* [Instructions for the task]: Locate every line below that contains the word "query" and copy it.

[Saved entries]

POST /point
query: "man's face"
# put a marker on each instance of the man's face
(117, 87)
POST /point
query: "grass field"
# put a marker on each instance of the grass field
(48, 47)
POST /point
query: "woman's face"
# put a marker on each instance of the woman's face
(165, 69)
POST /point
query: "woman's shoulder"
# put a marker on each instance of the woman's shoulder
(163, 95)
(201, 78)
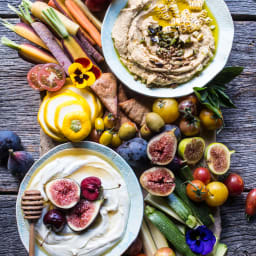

* [Response to this task]:
query: "man's face"
query: "grass field"
query: "woman's face"
query: "woman's shoulder"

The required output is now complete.